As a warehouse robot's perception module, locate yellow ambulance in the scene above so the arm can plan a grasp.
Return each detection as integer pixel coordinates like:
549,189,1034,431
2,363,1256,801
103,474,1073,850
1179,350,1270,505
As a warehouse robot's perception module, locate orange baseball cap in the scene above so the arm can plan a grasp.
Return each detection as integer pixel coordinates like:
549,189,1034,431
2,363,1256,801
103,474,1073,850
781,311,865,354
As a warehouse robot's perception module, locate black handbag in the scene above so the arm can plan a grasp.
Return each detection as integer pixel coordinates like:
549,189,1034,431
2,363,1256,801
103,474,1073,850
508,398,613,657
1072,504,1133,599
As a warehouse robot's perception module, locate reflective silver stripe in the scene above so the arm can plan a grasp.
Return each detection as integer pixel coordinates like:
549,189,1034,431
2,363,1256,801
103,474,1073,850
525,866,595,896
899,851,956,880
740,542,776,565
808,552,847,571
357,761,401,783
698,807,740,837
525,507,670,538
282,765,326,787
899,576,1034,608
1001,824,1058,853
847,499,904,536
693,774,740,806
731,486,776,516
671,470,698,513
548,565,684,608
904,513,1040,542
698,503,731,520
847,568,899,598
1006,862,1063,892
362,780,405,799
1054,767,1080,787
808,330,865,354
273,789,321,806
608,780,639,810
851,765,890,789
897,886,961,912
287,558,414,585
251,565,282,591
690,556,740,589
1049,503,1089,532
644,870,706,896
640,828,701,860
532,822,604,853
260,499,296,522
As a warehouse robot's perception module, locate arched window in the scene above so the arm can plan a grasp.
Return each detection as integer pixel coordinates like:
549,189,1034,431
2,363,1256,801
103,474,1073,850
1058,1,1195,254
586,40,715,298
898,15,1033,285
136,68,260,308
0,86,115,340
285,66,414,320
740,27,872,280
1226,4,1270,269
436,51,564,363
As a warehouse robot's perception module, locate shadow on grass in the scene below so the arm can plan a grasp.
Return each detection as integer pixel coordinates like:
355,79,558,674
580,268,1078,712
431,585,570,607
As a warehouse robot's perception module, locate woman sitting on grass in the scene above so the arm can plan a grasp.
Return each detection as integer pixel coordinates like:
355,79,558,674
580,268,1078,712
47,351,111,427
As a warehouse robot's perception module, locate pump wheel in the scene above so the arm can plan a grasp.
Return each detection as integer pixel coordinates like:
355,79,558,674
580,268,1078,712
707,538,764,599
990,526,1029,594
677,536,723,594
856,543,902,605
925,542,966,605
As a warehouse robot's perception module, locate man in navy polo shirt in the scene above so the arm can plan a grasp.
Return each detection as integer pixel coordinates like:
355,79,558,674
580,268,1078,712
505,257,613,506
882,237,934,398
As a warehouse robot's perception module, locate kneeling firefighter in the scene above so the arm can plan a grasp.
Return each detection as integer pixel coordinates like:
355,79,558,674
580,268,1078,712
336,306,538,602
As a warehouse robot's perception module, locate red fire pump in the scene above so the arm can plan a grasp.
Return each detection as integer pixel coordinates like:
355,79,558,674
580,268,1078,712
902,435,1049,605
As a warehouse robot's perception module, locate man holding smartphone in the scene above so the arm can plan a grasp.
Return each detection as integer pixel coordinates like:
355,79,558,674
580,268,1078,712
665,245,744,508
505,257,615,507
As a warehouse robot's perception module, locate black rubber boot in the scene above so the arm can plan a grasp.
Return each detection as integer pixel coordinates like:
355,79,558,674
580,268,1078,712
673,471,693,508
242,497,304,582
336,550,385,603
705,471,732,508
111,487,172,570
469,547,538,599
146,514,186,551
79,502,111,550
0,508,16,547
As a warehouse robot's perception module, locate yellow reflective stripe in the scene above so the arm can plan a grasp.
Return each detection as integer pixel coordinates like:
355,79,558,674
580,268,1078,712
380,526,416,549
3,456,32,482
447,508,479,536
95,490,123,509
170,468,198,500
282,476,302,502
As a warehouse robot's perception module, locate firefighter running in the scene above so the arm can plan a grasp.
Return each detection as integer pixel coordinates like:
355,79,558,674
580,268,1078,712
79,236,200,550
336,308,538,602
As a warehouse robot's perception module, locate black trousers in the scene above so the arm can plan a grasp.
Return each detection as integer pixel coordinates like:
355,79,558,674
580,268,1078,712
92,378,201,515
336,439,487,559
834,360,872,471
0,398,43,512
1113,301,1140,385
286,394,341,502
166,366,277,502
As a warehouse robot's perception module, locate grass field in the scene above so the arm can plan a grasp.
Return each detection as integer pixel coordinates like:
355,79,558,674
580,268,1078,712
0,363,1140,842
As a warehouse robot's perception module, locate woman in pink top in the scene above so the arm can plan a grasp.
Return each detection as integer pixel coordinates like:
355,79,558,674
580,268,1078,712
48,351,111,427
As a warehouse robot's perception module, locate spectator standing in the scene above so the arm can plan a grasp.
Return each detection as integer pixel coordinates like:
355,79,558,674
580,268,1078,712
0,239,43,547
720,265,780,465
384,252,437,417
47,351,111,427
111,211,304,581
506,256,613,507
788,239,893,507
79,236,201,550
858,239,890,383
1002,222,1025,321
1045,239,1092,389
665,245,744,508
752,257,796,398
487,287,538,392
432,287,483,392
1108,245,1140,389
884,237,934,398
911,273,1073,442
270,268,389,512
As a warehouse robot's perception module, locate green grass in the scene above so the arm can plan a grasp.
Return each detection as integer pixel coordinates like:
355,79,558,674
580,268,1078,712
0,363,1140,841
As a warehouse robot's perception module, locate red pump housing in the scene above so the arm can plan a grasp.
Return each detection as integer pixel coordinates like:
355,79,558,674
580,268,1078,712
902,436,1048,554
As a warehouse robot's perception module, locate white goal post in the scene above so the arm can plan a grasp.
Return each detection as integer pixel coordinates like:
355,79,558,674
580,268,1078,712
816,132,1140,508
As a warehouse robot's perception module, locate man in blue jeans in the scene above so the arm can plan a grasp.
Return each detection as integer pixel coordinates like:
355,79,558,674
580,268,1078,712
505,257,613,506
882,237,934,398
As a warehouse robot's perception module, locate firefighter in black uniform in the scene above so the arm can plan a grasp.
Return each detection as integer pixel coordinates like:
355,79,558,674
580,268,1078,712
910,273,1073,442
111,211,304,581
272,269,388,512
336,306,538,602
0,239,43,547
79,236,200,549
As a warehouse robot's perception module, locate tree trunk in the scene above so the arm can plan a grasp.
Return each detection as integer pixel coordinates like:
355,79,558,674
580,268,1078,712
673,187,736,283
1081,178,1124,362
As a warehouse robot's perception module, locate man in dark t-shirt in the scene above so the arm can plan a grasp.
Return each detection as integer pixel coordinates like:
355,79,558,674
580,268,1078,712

__TASK INSTRUCTIONS__
Recast every line of the rows above as a JSON list of strings, one string per line, leaving out any blank lines.

__EXERCISE ANSWER__
[
  "As a warehouse robot's perception module, locate yellow ambulance in the scene above so the arm can plan a grasp.",
  "Return each detection as integer pixel coordinates like:",
  "549,189,1034,431",
  "2,363,1256,801",
  "103,474,1073,850",
  "1179,350,1270,505",
  "As a warehouse robot's perception module, locate orange baseball cap in the scene above so the arm can plan a grasp.",
  "Return each detection as integer pixel coordinates like:",
  "549,189,1034,431",
  "2,363,1256,801",
  "103,474,1073,850",
  "781,311,865,354",
  "As a warehouse robot's perception module, locate black handbag in the scene above so the arm can plan a grasp.",
  "Return each detection as integer pixel coordinates like:",
  "549,189,1034,431",
  "2,363,1256,801",
  "103,474,1073,850",
  "508,398,613,657",
  "1072,504,1133,599",
  "As a warehouse robot's perception module, locate reflective silver stripe in the scene above so the arm can plan a grasp.",
  "Return each detection as integer pixel coordinates like:",
  "549,189,1034,431",
  "2,363,1256,801",
  "103,474,1073,850",
  "525,866,595,896",
  "899,851,956,880",
  "740,542,776,565",
  "808,552,847,571",
  "357,761,401,783",
  "698,807,740,837",
  "525,507,670,538",
  "282,765,326,787",
  "899,576,1034,608",
  "1001,824,1058,853",
  "847,499,904,536",
  "693,774,740,806",
  "731,486,776,516",
  "671,470,698,513",
  "548,565,684,608",
  "904,513,1040,542",
  "698,503,731,520",
  "847,568,899,598",
  "1006,862,1063,892",
  "362,780,405,799",
  "1054,767,1080,787",
  "808,330,865,354",
  "273,789,321,806",
  "608,780,639,810",
  "851,765,890,789",
  "897,886,961,912",
  "287,558,414,585",
  "251,565,282,591",
  "690,556,740,589",
  "1049,503,1089,532",
  "644,870,706,896",
  "640,828,701,860",
  "532,822,604,853",
  "260,499,296,522",
  "As a warehouse robot's perception module, locate arched window in the scene above so the arm can plan a grasp.",
  "Return each detection as integer pixel coordinates like:",
  "549,189,1034,431",
  "2,363,1256,801",
  "103,474,1073,850",
  "1058,1,1195,254",
  "586,40,715,298",
  "898,15,1033,285",
  "136,68,260,308",
  "0,86,115,340",
  "285,66,414,320",
  "740,27,872,280",
  "1226,4,1270,269",
  "436,51,564,363",
  "As a warehouse robot's perception module, locate shadow on grass in the scene below so the arm can plan a grasp.",
  "Return each detection as integer pixel coordinates like:",
  "355,79,558,674",
  "580,268,1078,712",
  "431,585,570,607",
  "As a warehouse robot's perception module, locate woman sitting on grass in the scene above so the arm can plan a grasp.",
  "Return each detection as integer pixel coordinates like:",
  "355,79,558,674",
  "580,268,1078,712",
  "47,351,111,427",
  "As a warehouse robot's perception module, locate pump wheel in the scene above so the arm can plan a grasp.",
  "Return each detection as integer pixel coordinates like:",
  "355,79,558,674",
  "580,268,1078,712",
  "707,538,764,599",
  "990,526,1029,594",
  "677,536,723,594",
  "856,543,902,605",
  "925,542,966,605",
  "As a warehouse robot's perception module, locate man in navy polo shirt in the scene above so the arm can plan a grasp.",
  "Return each detection as integer pixel coordinates like:",
  "355,79,558,674",
  "580,268,1078,712",
  "505,257,613,506",
  "882,237,934,398",
  "As a warehouse robot's perception module, locate kneeling firefighter in the scene above so the arm can plan a grasp.",
  "Return each detection as integer pixel coordinates like:",
  "355,79,558,674",
  "580,268,1078,712",
  "336,306,538,602",
  "As a warehouse robot's perception module, locate red fire pump in the scene above so the arm can plan a grasp.",
  "Return each detection as integer pixel coordinates like:",
  "355,79,558,674",
  "580,268,1078,712",
  "902,435,1049,605",
  "As a warehouse robot's perception module, locate man holding smartphone in the scene above so the arm can plan a grasp.",
  "Return each detection as integer pixel coordinates like:",
  "355,79,558,674",
  "580,268,1078,712",
  "665,245,744,508",
  "505,257,615,507",
  "As a warehouse robot's perception module, locate black rubber boot in the scene above so the arm can plan a grasp.",
  "Return each detection as integer pixel coordinates like:",
  "355,79,558,674",
  "580,268,1078,712",
  "673,471,693,508",
  "242,497,304,582",
  "336,550,385,603",
  "705,471,732,508",
  "111,487,172,570",
  "469,547,538,599",
  "146,514,186,551",
  "79,502,111,550",
  "0,508,16,547",
  "As a warehouse robot's perception module, locate yellow reflective stripe in the scene above so the arm can plan a grasp.",
  "Return each detection as integer pixel coordinates like:",
  "355,79,558,674",
  "580,268,1078,712",
  "380,526,416,549",
  "3,456,32,482",
  "447,508,479,536",
  "95,490,123,509",
  "170,468,198,500",
  "282,476,302,502",
  "As a warehouse robot's perception module, locate firefighter running in the scene above so the arm can plan a grasp.",
  "Return each detection as integer pixel coordinates like:",
  "355,79,558,674",
  "580,268,1078,712",
  "79,236,200,550",
  "336,308,538,602",
  "As a warehouse robot's perception module, locate black trousers in the scene above so the arm can plan a grasp.",
  "Return each detection as integer pixel coordinates like:",
  "355,79,558,674",
  "580,268,1078,712",
  "92,378,201,515",
  "336,439,487,559",
  "834,360,872,471",
  "0,398,43,512",
  "1113,301,1140,385",
  "286,394,341,502",
  "166,366,277,502",
  "As a warehouse robot's perception module, locate grass field in the scene above so the arm can plan a grasp.",
  "Return each detection as integer pixel coordinates like:",
  "355,79,558,674",
  "580,268,1078,712",
  "0,363,1140,842",
  "As a warehouse robot's perception module, locate woman in pink top in the scene above so the arm can plan a grasp.",
  "Return each detection as integer pixel coordinates like:",
  "355,79,558,674",
  "580,268,1078,712",
  "48,351,111,427",
  "As a warehouse robot's perception module, locate spectator standing in the scene above so the arm can plan a grasp.",
  "Return each detection as integer pixel coordinates like:",
  "355,79,558,674",
  "580,268,1078,712",
  "0,239,43,547",
  "720,265,780,465",
  "384,252,437,417",
  "47,351,111,427",
  "111,211,304,581",
  "506,256,613,507",
  "788,239,893,507",
  "79,236,201,550",
  "858,239,890,383",
  "1002,222,1025,321",
  "1045,239,1092,389",
  "665,245,744,508",
  "752,257,796,398",
  "487,287,538,392",
  "432,287,483,392",
  "1108,245,1140,389",
  "884,237,934,398",
  "911,273,1073,442",
  "270,268,389,512",
  "As a warehouse robot's perception module, locate green grass in the scene above so the arm can plan a grasp.",
  "Return each detection as integer pixel coordinates like:",
  "355,79,558,674",
  "580,268,1078,712",
  "0,363,1140,841",
  "As a warehouse robot's perception module, locate red pump housing in the scene above so the arm can plan a grasp.",
  "Return each detection as integer pixel coordinates like:",
  "355,79,558,674",
  "580,268,1078,712",
  "902,436,1048,554",
  "As a warehouse robot's perception module, locate white goal post in the scene above so the arm can plan a grasp.",
  "Return each detection as integer pixel coordinates like:",
  "355,79,558,674",
  "580,268,1078,712",
  "816,132,1140,508",
  "As a warehouse robot's perception module, locate man in blue jeans in the scene above so the arm can plan a grasp.",
  "Return each detection as integer pixel coordinates like:",
  "355,79,558,674",
  "580,268,1078,712",
  "505,257,613,506",
  "882,237,934,398",
  "As a warehouse robot's perception module, locate firefighter in black uniform in the scene above so the arm can plan a grasp.",
  "Return each detection as integer pixel coordinates like:",
  "355,79,558,674",
  "580,268,1078,712",
  "910,273,1073,442",
  "111,211,304,581",
  "272,269,388,512",
  "336,306,538,602",
  "0,239,43,547",
  "79,236,200,549",
  "As a warehouse robot's perception module, locate tree trunk in the scene above so the arm can plan a grasp.",
  "Return each detection as integer pixel coordinates like:",
  "355,79,558,674",
  "580,268,1078,712",
  "673,187,736,283",
  "1081,178,1124,362",
  "As a warehouse robot's perception module, locate man in dark t-shirt in the scene above so the arm can plan a grasp.",
  "Return each detection as integer pixel coordinates like:",
  "355,79,558,674",
  "580,268,1078,712"
]